Put the rows below into a Markdown table with two columns, No. and Line, giving each line its own number in order and skipping any blank lines.

##############################

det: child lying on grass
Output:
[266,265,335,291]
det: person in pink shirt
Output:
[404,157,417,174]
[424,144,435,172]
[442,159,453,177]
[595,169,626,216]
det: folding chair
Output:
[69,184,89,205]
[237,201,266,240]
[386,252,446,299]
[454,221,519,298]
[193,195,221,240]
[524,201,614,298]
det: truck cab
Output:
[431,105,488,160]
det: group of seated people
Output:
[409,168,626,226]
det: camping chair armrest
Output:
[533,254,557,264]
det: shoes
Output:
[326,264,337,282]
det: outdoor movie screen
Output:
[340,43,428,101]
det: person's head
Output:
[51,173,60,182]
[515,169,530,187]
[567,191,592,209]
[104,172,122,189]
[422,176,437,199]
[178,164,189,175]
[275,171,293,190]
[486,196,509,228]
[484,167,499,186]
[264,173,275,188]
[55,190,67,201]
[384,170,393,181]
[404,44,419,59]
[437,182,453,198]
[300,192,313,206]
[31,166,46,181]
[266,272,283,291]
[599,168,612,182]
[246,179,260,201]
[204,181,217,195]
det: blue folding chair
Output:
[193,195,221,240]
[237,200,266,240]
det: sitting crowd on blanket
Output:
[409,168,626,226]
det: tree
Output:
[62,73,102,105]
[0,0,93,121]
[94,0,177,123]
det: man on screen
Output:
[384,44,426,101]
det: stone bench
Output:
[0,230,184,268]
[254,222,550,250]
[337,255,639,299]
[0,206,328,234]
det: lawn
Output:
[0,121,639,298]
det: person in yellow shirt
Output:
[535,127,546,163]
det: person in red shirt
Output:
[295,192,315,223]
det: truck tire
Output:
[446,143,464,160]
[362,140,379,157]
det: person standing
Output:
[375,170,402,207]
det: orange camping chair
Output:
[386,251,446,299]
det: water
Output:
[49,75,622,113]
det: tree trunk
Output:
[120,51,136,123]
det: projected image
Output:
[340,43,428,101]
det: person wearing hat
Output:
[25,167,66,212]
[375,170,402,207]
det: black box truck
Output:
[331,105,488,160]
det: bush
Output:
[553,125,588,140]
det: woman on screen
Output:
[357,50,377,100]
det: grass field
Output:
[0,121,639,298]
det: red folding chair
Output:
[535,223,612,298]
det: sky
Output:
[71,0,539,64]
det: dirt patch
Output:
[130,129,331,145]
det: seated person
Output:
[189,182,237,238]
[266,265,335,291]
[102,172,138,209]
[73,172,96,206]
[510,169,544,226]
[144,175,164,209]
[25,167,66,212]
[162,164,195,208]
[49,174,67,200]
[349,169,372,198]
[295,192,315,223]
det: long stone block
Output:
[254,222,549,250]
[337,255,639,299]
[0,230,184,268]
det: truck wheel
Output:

##############################

#### Problem solution
| No. | Line |
|---|---|
| 1 | det: child lying on grass |
| 2 | Output: |
| 3 | [266,265,335,291] |
| 4 | det: person in pink shirt |
| 5 | Output: |
| 6 | [404,157,417,174] |
| 7 | [424,144,435,172] |
| 8 | [442,159,453,177] |
| 9 | [595,169,626,216] |
| 10 | det: folding chair |
| 11 | Output: |
| 12 | [69,184,89,205] |
| 13 | [237,201,266,240] |
| 14 | [386,252,446,299] |
| 15 | [454,221,519,298] |
| 16 | [193,195,221,240] |
| 17 | [524,201,614,298] |
| 18 | det: truck cab |
| 19 | Output: |
| 20 | [431,105,488,160] |
| 21 | det: group of seated people |
| 22 | Output: |
| 23 | [409,168,626,226] |
| 24 | det: camping chair armrest |
| 25 | Output: |
| 26 | [533,254,557,264] |
| 27 | det: shoes |
| 28 | Output: |
| 29 | [326,264,337,282] |
| 30 | det: outdoor movie screen |
| 31 | Output: |
| 32 | [340,43,428,101] |
| 33 | det: person's head |
| 34 | Output: |
| 35 | [51,173,60,182] |
| 36 | [515,169,530,187] |
| 37 | [567,191,592,209] |
| 38 | [104,172,122,189] |
| 39 | [422,176,437,199] |
| 40 | [178,164,189,175] |
| 41 | [275,171,293,190] |
| 42 | [486,196,509,228] |
| 43 | [484,167,499,186] |
| 44 | [264,173,275,188] |
| 45 | [55,190,67,201] |
| 46 | [384,170,393,181] |
| 47 | [404,44,419,59] |
| 48 | [437,182,453,198] |
| 49 | [300,192,313,206] |
| 50 | [31,166,46,181] |
| 51 | [266,272,283,291] |
| 52 | [599,168,612,182] |
| 53 | [246,179,260,201] |
| 54 | [204,181,217,195] |
| 55 | det: blue folding chair |
| 56 | Output: |
| 57 | [193,195,221,240] |
| 58 | [237,200,266,240] |
| 59 | det: sitting crowd on blanket |
| 60 | Output: |
| 61 | [409,168,626,226] |
| 62 | det: tree |
| 63 | Output: |
| 64 | [62,73,102,105] |
| 65 | [0,0,93,121] |
| 66 | [94,0,177,123] |
| 67 | det: man on screen |
| 68 | Output: |
| 69 | [384,44,426,101] |
| 70 | det: stone bench |
| 71 | Output: |
| 72 | [0,230,184,268] |
| 73 | [254,222,550,250] |
| 74 | [337,255,639,299] |
| 75 | [0,206,328,234] |
| 76 | det: lawn |
| 77 | Output: |
| 78 | [0,121,639,298] |
| 79 | det: person in yellow shirt |
| 80 | Output: |
| 81 | [535,127,546,163] |
| 82 | det: person in red shirt |
| 83 | Output: |
| 84 | [295,192,315,223] |
| 85 | det: truck tire |
| 86 | Output: |
| 87 | [446,143,464,160] |
| 88 | [362,140,379,157] |
| 89 | det: person standing |
| 90 | Output: |
| 91 | [375,170,402,207] |
| 92 | det: orange camping chair |
| 93 | Output: |
| 94 | [386,251,446,299] |
| 95 | det: water |
| 96 | Output: |
| 97 | [49,75,622,113] |
| 98 | det: tree trunk |
| 99 | Output: |
| 100 | [120,51,136,123] |
| 101 | det: projected image |
| 102 | Output: |
| 103 | [340,43,428,101] |
| 104 | det: person wearing hat |
| 105 | Output: |
| 106 | [25,167,66,212] |
| 107 | [375,170,402,207] |
| 108 | det: black box truck |
| 109 | Output: |
| 110 | [331,105,488,160] |
| 111 | det: bush |
| 112 | Output: |
| 113 | [553,125,588,140] |
| 114 | det: woman on screen |
| 115 | Output: |
| 116 | [357,50,377,100] |
| 117 | det: grass field |
| 118 | Output: |
| 119 | [0,121,639,298] |
| 120 | det: red folding chair |
| 121 | Output: |
| 122 | [535,223,612,298] |
| 123 | det: sky |
| 124 | Output: |
| 125 | [71,0,539,64] |
| 126 | det: dirt patch |
| 127 | Output: |
| 128 | [130,129,331,145] |
| 129 | det: seated person |
| 130 | Output: |
| 131 | [189,182,237,238] |
| 132 | [266,265,335,291] |
| 133 | [102,172,138,209] |
| 134 | [73,172,96,206] |
| 135 | [510,169,544,226] |
| 136 | [144,175,164,209] |
| 137 | [25,167,66,212] |
| 138 | [162,164,195,208] |
| 139 | [49,174,67,200] |
| 140 | [349,169,372,198] |
| 141 | [295,192,315,223] |
| 142 | det: long stone block |
| 143 | Output: |
| 144 | [254,222,549,250] |
| 145 | [337,255,639,299] |
| 146 | [0,230,184,268] |
| 147 | det: truck wheel |
| 148 | Output: |